Zitierter Text —

»»

Neben dem ver­mu­te­ten Güter­gleis, von dem meh­re­re blin­de Wei­chen abge­hen, führt schnur­ge­ra­de ein wei­te­res Gleis durchs Bild. Und nicht nur das: Es ist sogar augen­schein­lich noch betrie­ben, jeden­falls sind die Pro­fi­le nicht ange­ros­tet. Die­ses Gleis liegt auf der Fern­bahn­tras­se der Ring­bahn und es führ­te in der Tat noch bis 1994 über den Nord­ring zum his­to­ri­schen „Nord­bahn­hof”, dem ursprüng­li­chen End­bahn­hof der Stre­cke nach Stral­sund vom Ende des 19. Jahr­hun­derts, des­sen Gelän­de zwi­schen Graun- und Schwed­ter Stra­ße bis zur Ber­nau­er Stra­ße reich­te. Zu Zei­ten der Tei­lung Ber­lins fuh­ren hier regel­mä­ßig Züge der fran­zö­si­schen Besat­zungs­macht gen Wes­ten. 1994 war ich zum ers­ten Mal in Sachen „Bahn” in Ber­lin unter­wegs und ich kann mich erin­nern, dass sowohl ich als auch die bei­den Kom­mi­li­to­nen, mit denen ich unter­wegs war, sehr erstaunt über die Exis­tenz die­ses Glei­ses waren. Auf dem 1995er-Foto vom Anfang die­ses Arti­kels ist das Gleis bereits verschwunden.

Im Bild­hin­ter­grund kann man noch die alten Brü­cken sehen, mit denen die Ring­bahn die Tras­sen zum Stet­ti­ner Bahn­hof über­quer­te. Auf den bei­den rech­ten Brü­cken lagen frü­her die S‑Bahngleise längs des Rin­ges. Die­se sind 1994 bereits voll­stän­dig abge­baut und es wird noch fast ein Jahr­zehnt ver­ge­hen, bis auf die­ser Rela­ti­on wie­der Züge fahren.

««

Bereitgestellte Daten —
»»

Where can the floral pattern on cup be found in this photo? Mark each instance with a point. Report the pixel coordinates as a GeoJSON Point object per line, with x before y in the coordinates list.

««

Bis zu welchem Jahr führte das Gleis auf der Fernbahntrasse der Ringbahn laut dem Text über die Berliner Ringbahn noch über den Nordring zum historischen „Nordbahnhof“?

Bis 1994.